▸ INSTRUCTIONS TO FOLLOW: Your task is to transcribe the entries below exactly, beginning with the line containing "Put a marker on every instance of the white hockey" and ending with the final line, and to add nothing else.

%%

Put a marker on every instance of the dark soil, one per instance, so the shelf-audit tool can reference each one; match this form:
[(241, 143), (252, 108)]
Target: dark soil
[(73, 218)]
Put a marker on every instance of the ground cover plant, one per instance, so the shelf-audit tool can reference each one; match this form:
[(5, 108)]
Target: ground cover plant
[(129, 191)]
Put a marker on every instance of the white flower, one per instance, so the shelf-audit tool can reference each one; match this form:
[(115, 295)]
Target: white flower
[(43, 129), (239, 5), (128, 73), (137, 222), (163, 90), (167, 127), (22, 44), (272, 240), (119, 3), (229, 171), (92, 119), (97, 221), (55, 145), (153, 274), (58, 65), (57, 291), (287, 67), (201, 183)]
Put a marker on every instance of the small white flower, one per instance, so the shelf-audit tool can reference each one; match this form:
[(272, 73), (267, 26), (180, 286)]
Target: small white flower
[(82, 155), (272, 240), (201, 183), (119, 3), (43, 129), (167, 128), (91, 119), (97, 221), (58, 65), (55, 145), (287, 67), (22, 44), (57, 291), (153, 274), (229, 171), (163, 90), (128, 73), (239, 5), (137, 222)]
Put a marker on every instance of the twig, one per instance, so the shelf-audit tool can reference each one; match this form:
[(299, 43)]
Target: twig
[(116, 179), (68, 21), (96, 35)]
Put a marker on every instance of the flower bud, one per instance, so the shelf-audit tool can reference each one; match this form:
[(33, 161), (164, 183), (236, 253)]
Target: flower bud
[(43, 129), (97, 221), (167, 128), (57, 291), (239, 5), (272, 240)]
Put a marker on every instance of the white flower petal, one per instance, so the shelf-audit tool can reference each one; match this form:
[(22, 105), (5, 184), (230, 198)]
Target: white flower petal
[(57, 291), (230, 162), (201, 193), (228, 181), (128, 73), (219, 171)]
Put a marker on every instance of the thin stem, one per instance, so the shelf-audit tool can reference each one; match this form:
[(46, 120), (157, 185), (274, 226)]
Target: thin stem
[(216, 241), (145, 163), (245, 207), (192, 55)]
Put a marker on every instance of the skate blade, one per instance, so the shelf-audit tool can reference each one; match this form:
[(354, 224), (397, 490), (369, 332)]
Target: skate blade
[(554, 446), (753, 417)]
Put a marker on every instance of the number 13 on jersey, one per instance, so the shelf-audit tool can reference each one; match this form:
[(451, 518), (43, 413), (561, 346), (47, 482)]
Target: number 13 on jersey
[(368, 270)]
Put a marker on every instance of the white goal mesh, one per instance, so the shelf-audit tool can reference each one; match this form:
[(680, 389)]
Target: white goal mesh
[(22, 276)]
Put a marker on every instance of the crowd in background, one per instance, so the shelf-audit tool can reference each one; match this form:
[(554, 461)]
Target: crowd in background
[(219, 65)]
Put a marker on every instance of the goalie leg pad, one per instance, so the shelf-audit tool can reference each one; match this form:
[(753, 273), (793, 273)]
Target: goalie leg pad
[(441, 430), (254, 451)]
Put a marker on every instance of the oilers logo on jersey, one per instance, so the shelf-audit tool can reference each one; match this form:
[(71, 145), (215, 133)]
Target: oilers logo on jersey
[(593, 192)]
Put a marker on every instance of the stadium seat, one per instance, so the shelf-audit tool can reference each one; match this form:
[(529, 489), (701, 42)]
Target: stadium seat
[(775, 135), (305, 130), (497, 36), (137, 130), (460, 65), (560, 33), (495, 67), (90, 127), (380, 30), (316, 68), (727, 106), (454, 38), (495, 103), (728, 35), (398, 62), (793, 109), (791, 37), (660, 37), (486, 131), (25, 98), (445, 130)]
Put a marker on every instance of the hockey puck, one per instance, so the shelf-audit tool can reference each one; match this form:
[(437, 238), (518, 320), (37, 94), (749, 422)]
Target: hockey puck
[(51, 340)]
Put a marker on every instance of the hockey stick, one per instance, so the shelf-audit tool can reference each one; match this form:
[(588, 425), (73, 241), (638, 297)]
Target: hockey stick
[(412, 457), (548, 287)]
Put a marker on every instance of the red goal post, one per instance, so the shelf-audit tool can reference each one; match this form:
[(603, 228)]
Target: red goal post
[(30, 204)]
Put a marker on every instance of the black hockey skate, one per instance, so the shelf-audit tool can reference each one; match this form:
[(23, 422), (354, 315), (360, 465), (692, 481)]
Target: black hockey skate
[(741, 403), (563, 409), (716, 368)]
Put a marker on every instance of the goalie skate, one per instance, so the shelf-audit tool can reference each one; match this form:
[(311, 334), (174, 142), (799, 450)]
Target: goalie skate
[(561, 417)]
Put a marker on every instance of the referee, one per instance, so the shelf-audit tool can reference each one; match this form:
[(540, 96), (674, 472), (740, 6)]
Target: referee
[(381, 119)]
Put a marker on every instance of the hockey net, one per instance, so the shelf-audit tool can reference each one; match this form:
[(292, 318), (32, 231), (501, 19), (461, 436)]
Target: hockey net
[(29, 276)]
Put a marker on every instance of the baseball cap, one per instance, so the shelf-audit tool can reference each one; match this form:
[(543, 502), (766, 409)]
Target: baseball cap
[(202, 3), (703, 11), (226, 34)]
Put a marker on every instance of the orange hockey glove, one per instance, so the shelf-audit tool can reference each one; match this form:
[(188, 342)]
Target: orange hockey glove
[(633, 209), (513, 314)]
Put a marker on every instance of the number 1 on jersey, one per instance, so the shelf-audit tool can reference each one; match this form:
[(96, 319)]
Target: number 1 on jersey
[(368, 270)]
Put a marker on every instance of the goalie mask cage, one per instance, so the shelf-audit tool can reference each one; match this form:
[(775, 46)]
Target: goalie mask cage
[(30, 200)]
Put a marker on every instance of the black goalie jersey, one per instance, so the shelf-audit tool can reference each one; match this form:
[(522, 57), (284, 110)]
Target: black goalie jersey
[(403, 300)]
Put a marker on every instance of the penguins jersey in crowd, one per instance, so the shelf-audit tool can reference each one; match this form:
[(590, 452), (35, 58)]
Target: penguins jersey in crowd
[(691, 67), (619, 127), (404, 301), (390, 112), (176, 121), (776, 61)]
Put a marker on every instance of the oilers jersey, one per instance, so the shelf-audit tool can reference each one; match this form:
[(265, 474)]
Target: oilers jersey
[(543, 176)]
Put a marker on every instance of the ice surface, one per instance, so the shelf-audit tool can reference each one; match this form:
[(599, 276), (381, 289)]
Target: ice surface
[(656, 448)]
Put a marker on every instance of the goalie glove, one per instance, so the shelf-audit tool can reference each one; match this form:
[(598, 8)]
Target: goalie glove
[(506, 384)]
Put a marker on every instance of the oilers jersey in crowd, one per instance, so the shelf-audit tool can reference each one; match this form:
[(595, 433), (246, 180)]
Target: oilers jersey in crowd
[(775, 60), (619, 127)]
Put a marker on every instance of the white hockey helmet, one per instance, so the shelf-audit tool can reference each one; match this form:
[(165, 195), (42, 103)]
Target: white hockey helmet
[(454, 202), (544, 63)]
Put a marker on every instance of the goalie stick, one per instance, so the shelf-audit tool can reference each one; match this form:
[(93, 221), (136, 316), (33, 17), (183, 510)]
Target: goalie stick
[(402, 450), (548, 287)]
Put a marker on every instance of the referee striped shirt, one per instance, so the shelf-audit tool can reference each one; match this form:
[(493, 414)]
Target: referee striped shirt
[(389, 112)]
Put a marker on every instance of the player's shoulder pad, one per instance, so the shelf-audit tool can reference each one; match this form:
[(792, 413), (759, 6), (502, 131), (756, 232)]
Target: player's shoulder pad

%%

▸ SOLUTION:
Put a marker on every instance of the white hockey helmet, one per instance, so the shelf-audit tool can reference each one; match this form:
[(165, 195), (42, 103)]
Target: white hockey helmet
[(454, 202), (544, 63)]
Put a marker on every instance of the goalie stick, one per instance, so the shelf-audit tool can reference each one; match this form:
[(93, 221), (136, 316), (33, 17), (183, 510)]
Target: goalie stick
[(402, 450), (548, 287)]
Put a marker on every instance of the referee striped shirt, one per instance, so the shelf-audit tool can reference each one; match this form:
[(493, 414)]
Target: referee striped shirt
[(389, 112)]
Put a marker on every instance of the player's shoulder pad, one per instance, so the shelf-audit tool can reference each one; match this form:
[(792, 413), (759, 6), (502, 131), (756, 232)]
Target: player's shoulder pad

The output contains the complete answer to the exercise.